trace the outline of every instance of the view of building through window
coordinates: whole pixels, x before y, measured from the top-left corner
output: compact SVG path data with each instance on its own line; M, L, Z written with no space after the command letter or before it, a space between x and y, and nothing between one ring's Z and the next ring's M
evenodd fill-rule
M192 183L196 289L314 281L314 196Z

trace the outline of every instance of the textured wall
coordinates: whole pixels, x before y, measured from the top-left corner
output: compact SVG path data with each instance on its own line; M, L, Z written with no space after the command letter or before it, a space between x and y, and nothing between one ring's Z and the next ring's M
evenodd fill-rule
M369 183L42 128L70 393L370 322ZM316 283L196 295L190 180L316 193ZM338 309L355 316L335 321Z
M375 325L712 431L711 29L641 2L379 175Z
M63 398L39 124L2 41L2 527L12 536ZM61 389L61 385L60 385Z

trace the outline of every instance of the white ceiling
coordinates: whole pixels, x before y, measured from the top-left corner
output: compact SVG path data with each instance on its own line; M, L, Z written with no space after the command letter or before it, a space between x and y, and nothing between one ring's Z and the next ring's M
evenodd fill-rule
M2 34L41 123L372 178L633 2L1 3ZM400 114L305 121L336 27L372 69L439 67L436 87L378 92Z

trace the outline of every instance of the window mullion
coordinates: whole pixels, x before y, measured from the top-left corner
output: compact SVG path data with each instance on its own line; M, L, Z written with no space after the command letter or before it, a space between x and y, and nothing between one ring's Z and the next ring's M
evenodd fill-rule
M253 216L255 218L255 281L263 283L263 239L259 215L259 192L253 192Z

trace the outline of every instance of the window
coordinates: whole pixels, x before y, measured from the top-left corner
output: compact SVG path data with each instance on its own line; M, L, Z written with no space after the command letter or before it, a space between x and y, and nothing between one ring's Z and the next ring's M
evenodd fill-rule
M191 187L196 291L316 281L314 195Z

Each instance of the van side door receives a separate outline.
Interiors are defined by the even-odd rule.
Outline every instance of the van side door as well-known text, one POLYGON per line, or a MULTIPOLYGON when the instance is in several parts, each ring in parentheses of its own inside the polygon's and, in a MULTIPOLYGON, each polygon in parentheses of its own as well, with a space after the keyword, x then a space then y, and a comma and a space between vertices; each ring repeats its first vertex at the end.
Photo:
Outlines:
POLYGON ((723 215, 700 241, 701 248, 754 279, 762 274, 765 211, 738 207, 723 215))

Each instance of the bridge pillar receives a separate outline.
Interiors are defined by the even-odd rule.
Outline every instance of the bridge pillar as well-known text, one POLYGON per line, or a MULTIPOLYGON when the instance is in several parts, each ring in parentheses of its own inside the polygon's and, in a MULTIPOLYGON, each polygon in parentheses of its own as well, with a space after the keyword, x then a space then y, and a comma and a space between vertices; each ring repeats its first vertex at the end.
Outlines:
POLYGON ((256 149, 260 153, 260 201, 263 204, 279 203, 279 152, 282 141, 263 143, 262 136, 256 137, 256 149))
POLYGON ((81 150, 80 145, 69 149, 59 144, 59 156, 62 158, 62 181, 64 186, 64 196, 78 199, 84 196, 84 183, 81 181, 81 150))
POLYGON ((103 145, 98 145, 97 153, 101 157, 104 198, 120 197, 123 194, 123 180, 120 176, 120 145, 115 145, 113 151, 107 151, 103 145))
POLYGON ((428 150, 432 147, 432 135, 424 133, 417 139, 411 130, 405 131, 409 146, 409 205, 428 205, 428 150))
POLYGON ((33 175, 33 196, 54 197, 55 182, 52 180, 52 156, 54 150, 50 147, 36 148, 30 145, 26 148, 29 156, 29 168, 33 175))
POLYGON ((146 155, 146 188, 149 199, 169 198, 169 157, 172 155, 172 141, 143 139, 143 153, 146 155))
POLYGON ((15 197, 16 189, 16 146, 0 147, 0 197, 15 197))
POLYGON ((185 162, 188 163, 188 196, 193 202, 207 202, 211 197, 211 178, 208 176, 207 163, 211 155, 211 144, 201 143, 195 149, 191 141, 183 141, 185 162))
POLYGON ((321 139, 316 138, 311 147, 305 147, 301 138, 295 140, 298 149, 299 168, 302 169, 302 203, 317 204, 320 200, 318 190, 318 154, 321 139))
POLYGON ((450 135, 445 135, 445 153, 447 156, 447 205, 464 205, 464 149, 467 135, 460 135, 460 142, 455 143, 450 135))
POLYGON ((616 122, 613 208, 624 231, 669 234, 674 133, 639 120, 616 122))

WHAT IS ASKED -
Update the data above so that every "top-left corner" reads "upper-left corner", and keep everything else the same.

WRITTEN SOLUTION -
trace the outline of every instance of the view of building through window
coordinates: whole pixels, x before y, measured from the upper-left corner
output: compact SVG path data with each instance on its own line; M, L, Z written with no space after the command letter or before it, a space between x and y, and nothing between one ring's Z and the next ring's M
evenodd fill-rule
M192 183L196 289L314 281L314 196Z

trace the outline of every instance of the textured wall
coordinates: whole pixels, x before y, measured from the upper-left corner
output: compact SVG path data with each instance on its own line; M, L, Z written with no space after the command letter or before it, a space between x and y, and nothing between one ring's Z and the next ring's M
evenodd fill-rule
M369 183L42 128L70 393L370 322ZM316 283L196 295L190 180L316 193ZM338 309L355 316L335 321Z
M375 325L712 431L711 29L641 2L379 175Z
M63 398L39 124L2 41L2 527L12 536ZM61 389L61 385L60 385Z

trace the outline of every instance of the white ceiling
coordinates: whole pixels, x before y, measured from the upper-left corner
output: compact SVG path data with each instance on its own line; M, L, Z written with no space after the command letter or before it, a space between x and y, and nothing between one ring's Z and the next ring's M
evenodd fill-rule
M2 34L41 123L372 178L633 2L1 3ZM400 114L305 121L336 27L372 69L439 67L436 87L378 92Z

trace the outline of every instance of the window mullion
coordinates: whole pixels, x before y, measured from the upper-left corner
output: compact SVG path data with each instance on its own line; M, L, Z written with no space after the command letter or before it, a space between x and y, and nothing between one ring's Z and the next ring's M
evenodd fill-rule
M253 216L255 218L255 281L263 283L263 239L259 215L259 192L253 192Z

trace the outline of every instance of the window
coordinates: whole pixels, x before y, measured from the upper-left corner
output: compact SVG path data with each instance on its own line; M, L, Z written with no space after the command letter or before it, a space between x and y, and nothing between one ring's Z and the next ring's M
evenodd fill-rule
M191 187L196 291L316 281L314 195Z

Each instance of the van side door receives a separate outline.
Interiors are defined by the even-odd rule.
Outline every instance of the van side door as well-known text, one POLYGON per line, or a MULTIPOLYGON when the instance is in several parts, each ring in parentheses of its own inside the polygon's and, in a MULTIPOLYGON, each polygon in parentheses of its own as well, with a space after the keyword, x then a space then y, and a comma and a space between vertices; each ring repeats its first vertex at the end.
Photo:
Outlines:
POLYGON ((723 215, 700 241, 701 248, 754 279, 762 274, 765 211, 738 207, 723 215))

Each instance of the bridge pillar receives a separate outline.
Interiors are defined by the even-odd rule.
Outline every instance of the bridge pillar as well-known text, one POLYGON per line, or a MULTIPOLYGON when the instance is in several parts, each ring in parentheses of its own inside the polygon's and, in a MULTIPOLYGON, each polygon in parentheses of its own as well, with a space after the keyword, x then a space then y, and a comma and a space between vertices; each ring repeats its first vertex at the end.
Outlines:
POLYGON ((256 149, 260 153, 260 201, 263 204, 279 203, 279 152, 282 141, 263 143, 262 136, 256 137, 256 149))
POLYGON ((81 150, 80 145, 69 149, 59 144, 59 156, 62 158, 62 181, 64 186, 64 196, 78 199, 84 196, 84 183, 81 181, 81 150))
POLYGON ((103 145, 98 145, 97 153, 101 157, 104 198, 120 197, 123 194, 123 180, 120 176, 120 145, 115 145, 113 151, 107 151, 103 145))
POLYGON ((428 150, 432 147, 432 135, 424 133, 417 139, 411 130, 405 131, 409 146, 409 205, 428 205, 428 150))
POLYGON ((33 175, 33 196, 54 197, 55 182, 52 180, 52 156, 54 150, 50 147, 36 148, 30 145, 26 148, 29 156, 29 168, 33 175))
POLYGON ((146 155, 146 188, 149 199, 169 198, 169 157, 172 155, 172 141, 143 139, 143 153, 146 155))
POLYGON ((15 197, 16 189, 16 146, 0 147, 0 197, 15 197))
POLYGON ((185 162, 188 163, 188 196, 193 202, 207 202, 211 197, 211 178, 208 176, 207 163, 211 155, 211 144, 201 143, 195 149, 191 141, 183 141, 185 162))
POLYGON ((321 139, 316 138, 311 147, 305 147, 301 138, 295 140, 298 149, 299 168, 302 169, 302 203, 317 204, 320 200, 318 190, 318 154, 321 139))
POLYGON ((450 135, 445 135, 445 153, 447 156, 447 205, 464 205, 464 149, 467 135, 460 135, 460 142, 455 143, 450 135))
POLYGON ((616 122, 613 208, 624 231, 669 234, 674 133, 639 120, 616 122))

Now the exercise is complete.